_Petunjuk 1:_
Pilih dan salin setiap baris catatan yang memuat kata "dark". Huruf besar dan kecil dibedakan.

_Teks hasil ekstraksi:_
☆ ☆ ☆ ☆ ☆ ☆ ☆

Kadin Jawa Timur (Jatim) melalui Kadin Institute, mendorong penyelarasan pendidikan vokasi dengan kebutuhan dunia usaha melalui kegiatan Sharing Session Industry-Based Curriculum (IBC) di Graha Kadin Jatim.
Kegiatan ini digelar bekerja sama dengan Pemerintah Provinsi (Pemprov) Jatim serta Swisscontact.
Sebanyak 30 peserta dari berbagai instansi, seperti Dinas Pendidikan, Dinas Tenaga Kerja, Disperindag, Bappeda, dunia industri, SMK, politeknik, dan lembaga pelatihan, mengikuti pelatihan lima hari yang bertujuan menyusun draf kurikulum berbasis industri. Mereka dipersiapkan sebagai fasilitator vokasi untuk menjembatani dunia pendidikan dan dunia kerja.
Benaya Victorius Senior Program Officer Swisscontact menyatakan bahwa peran fasilitator vokasi sangat strategis.
Menurutnya, mereka menjadi penghubung utama antara institusi pendidikan dengan industri agar kurikulum yang disusun benar-benar mencerminkan kebutuhan lapangan kerja.
“Kami sedang menyusun peta jalan fasilitator vokasi di Jawa Timur. Diharapkan, peran ini mampu membangun ekosistem pendidikan vokasi yang kuat dan berkelanjutan,” ujarnya.
Nurul Indah Susanti Direktur Kadin Institute menyebut kegiatan ini sejalan dengan kebijakan nasional, khususnya Peraturan Presiden Nomor 68 Tahun 2022 tentang Revitalisasi Pendidikan dan Pelatihan Vokasi.
“Langkah ini bukan sesuatu yang baru, tapi harus terus dikuatkan. Harapannya, model kurikulum hasil sharing season kali ini bisa segera diterapkan di seluruh TKDV di Jawa Timur,” jelas Nurul.

☆ ☆ ☆ ☆ ☆ ☆ ☆

(Baris dari dataset penunjukan titik)
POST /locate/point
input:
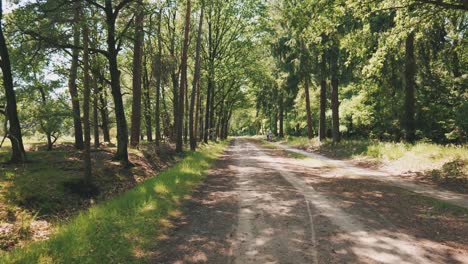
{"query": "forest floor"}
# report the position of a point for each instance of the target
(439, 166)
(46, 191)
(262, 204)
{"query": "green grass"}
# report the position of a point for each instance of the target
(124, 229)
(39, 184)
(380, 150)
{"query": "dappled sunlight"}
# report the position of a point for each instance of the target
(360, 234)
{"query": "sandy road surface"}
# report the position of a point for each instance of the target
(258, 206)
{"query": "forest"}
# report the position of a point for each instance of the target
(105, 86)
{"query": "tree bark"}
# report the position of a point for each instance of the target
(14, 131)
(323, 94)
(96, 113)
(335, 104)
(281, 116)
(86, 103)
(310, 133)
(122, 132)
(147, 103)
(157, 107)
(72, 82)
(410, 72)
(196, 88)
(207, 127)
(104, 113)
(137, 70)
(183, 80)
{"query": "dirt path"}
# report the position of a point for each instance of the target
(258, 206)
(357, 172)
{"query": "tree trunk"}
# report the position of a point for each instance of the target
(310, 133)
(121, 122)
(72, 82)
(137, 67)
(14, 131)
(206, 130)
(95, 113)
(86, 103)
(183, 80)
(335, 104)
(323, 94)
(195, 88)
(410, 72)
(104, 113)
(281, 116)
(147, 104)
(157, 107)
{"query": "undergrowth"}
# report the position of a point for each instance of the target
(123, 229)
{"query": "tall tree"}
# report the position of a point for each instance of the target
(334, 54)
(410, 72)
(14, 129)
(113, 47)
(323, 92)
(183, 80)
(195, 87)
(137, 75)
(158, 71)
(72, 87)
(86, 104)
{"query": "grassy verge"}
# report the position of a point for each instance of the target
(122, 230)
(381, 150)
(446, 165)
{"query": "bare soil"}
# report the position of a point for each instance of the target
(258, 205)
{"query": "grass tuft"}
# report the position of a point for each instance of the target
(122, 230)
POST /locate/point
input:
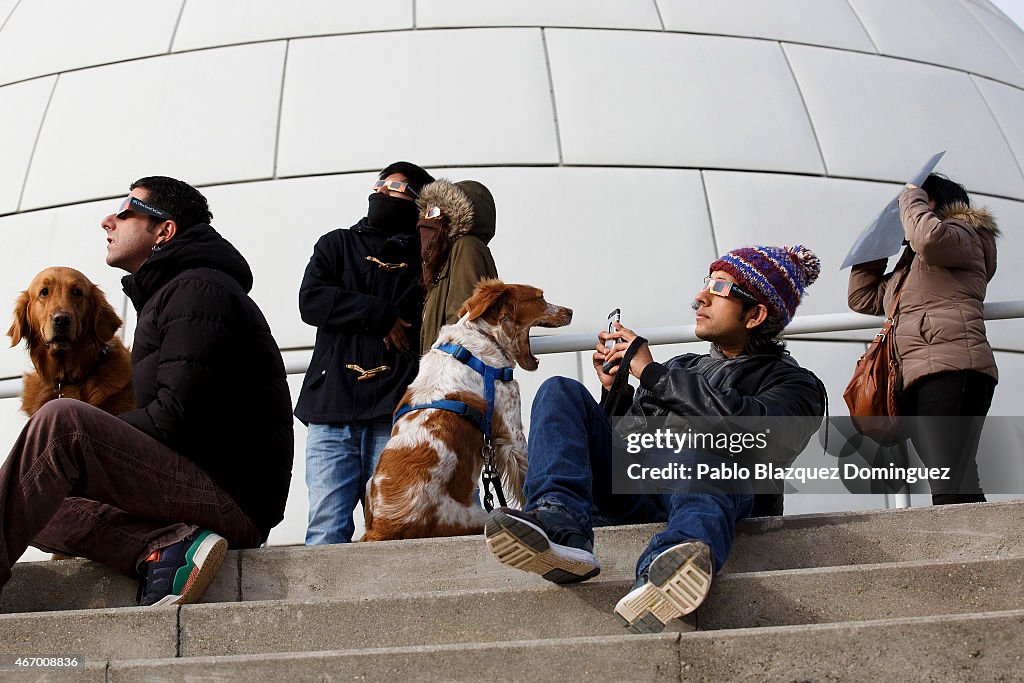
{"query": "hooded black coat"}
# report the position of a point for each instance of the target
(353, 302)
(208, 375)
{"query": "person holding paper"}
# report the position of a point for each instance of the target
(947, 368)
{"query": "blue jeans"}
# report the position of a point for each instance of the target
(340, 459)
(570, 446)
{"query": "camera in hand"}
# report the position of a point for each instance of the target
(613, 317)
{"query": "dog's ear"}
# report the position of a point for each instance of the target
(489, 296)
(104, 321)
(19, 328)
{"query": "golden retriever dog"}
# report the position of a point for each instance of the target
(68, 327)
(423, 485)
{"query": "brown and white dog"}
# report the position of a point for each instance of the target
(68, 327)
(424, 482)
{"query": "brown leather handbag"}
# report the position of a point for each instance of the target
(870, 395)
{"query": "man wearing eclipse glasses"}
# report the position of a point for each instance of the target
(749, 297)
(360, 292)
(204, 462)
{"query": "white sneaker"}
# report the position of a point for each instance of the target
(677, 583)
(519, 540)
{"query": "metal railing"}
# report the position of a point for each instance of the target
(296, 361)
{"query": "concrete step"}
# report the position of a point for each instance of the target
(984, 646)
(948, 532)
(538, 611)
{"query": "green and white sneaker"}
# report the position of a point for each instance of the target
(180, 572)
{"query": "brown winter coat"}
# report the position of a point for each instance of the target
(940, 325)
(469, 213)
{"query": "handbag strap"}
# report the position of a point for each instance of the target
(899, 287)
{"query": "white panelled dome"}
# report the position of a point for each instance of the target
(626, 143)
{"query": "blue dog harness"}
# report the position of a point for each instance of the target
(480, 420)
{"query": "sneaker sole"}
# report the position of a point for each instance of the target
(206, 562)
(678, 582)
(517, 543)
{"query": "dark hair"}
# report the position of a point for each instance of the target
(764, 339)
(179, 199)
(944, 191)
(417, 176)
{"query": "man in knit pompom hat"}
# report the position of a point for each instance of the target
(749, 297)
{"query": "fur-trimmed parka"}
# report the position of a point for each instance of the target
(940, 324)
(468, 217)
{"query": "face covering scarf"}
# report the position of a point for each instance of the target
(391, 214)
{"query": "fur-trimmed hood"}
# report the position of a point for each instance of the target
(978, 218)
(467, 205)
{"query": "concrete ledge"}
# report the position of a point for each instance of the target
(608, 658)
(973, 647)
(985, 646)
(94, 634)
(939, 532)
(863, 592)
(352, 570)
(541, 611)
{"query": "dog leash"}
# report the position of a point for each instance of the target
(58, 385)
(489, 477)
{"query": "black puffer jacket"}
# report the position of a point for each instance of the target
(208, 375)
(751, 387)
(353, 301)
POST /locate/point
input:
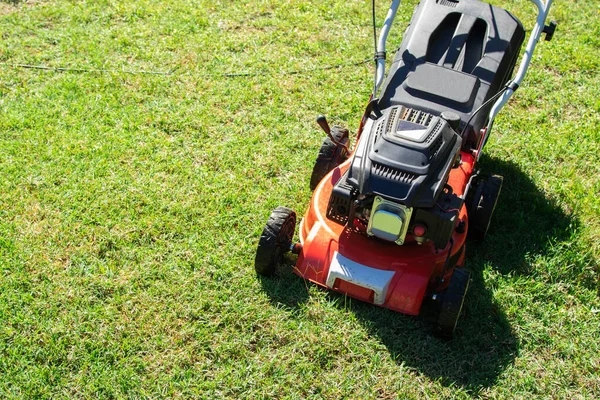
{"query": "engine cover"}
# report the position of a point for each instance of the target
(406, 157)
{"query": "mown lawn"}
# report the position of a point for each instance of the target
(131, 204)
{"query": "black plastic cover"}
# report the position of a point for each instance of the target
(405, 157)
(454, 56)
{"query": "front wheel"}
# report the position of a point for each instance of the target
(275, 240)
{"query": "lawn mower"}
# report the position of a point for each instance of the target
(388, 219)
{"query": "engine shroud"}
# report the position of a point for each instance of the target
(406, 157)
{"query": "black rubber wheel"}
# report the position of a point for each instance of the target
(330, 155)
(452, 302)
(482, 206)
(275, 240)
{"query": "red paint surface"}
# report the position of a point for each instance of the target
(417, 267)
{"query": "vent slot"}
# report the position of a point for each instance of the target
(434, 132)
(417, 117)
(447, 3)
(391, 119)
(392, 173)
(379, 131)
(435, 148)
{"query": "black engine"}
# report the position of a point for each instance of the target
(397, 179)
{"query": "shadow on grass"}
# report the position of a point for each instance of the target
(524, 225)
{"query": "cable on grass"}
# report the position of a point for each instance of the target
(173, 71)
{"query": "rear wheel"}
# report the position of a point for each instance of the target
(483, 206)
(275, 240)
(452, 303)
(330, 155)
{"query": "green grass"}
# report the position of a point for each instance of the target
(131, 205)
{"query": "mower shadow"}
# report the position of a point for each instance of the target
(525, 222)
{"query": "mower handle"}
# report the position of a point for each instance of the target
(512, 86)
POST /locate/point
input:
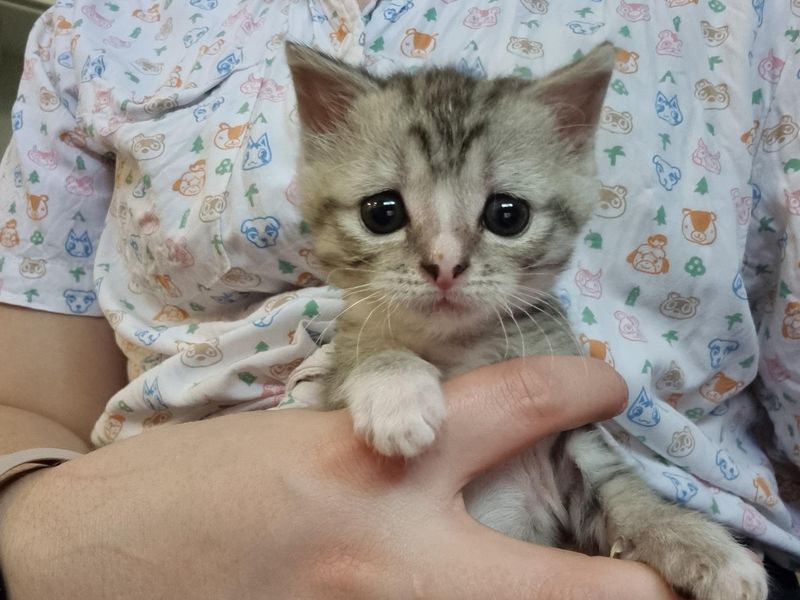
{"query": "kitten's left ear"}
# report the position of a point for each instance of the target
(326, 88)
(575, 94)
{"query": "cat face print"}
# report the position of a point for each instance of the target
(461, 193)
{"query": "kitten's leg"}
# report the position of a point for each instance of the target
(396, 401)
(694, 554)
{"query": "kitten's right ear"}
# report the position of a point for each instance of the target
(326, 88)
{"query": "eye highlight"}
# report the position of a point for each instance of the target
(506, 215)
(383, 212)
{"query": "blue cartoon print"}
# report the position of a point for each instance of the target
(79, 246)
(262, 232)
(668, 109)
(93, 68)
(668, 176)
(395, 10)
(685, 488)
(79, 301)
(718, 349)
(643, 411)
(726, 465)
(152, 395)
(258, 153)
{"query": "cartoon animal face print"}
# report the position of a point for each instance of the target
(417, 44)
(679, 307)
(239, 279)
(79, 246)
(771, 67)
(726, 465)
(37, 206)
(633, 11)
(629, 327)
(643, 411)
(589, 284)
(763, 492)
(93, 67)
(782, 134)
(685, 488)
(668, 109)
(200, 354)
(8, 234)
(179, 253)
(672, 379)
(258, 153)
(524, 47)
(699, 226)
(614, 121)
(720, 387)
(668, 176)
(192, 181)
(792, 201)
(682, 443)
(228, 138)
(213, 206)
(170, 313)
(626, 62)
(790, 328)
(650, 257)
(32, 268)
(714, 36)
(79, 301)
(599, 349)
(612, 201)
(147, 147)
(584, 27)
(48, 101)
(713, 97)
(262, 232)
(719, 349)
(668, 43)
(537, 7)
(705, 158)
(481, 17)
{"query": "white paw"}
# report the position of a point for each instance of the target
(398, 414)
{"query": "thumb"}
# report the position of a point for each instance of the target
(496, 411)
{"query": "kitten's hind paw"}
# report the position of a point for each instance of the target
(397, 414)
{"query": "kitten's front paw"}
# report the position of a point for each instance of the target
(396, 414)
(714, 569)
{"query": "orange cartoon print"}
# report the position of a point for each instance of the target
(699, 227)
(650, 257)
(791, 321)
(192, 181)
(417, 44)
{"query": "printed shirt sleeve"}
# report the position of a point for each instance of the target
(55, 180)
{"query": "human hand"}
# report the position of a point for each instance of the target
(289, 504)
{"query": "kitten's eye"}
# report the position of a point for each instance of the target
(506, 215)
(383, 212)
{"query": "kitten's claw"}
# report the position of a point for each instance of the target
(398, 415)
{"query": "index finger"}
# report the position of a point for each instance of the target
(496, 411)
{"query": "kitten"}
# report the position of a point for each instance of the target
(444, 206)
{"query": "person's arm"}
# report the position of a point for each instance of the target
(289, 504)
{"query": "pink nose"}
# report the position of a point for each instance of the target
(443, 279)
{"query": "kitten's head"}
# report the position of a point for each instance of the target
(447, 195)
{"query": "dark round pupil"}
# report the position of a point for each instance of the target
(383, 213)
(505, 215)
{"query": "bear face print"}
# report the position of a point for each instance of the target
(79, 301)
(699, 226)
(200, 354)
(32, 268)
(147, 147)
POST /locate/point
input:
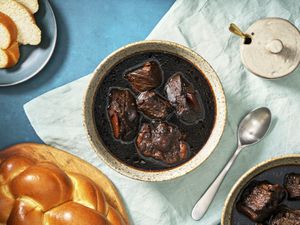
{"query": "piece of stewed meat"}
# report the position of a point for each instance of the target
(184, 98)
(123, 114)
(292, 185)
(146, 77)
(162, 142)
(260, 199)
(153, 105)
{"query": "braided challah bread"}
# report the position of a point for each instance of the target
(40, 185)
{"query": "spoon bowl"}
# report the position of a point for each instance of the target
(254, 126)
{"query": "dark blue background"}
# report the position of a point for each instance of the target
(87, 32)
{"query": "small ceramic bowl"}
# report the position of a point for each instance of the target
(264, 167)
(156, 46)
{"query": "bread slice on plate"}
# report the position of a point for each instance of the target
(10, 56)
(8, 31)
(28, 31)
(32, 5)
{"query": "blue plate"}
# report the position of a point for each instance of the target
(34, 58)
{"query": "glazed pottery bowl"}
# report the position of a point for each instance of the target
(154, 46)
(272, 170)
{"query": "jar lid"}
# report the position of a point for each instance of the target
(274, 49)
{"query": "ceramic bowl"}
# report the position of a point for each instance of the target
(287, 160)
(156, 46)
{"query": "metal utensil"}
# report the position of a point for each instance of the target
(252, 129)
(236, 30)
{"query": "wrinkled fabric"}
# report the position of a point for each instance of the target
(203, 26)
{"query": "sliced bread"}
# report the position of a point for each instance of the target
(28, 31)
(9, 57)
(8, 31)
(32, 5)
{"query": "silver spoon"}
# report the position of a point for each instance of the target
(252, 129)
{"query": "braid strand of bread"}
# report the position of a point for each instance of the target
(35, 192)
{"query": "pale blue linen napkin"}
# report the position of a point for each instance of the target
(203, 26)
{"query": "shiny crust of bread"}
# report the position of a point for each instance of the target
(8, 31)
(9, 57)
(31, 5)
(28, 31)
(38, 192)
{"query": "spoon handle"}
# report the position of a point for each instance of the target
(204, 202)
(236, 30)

☆ ☆ ☆ ☆ ☆ ☆ ☆

_Petunjuk 2:_
Menurut artikel tentang kurikulum berbasis industri di atas, mengapa peran fasilitator vokasi disebut sangat strategis? Jawab dalam satu sampai tiga kalimat.

_Jawaban benar 1:_
{"query": "dark hair"}
{"query": "dark round pupil"}
{"query": "dark blue background"}

_Jawaban benar 2:_
Fasilitator vokasi menjadi penghubung utama antara institusi pendidikan dan industri. Dengan begitu, kurikulum yang disusun benar-benar mencerminkan kebutuhan lapangan kerja.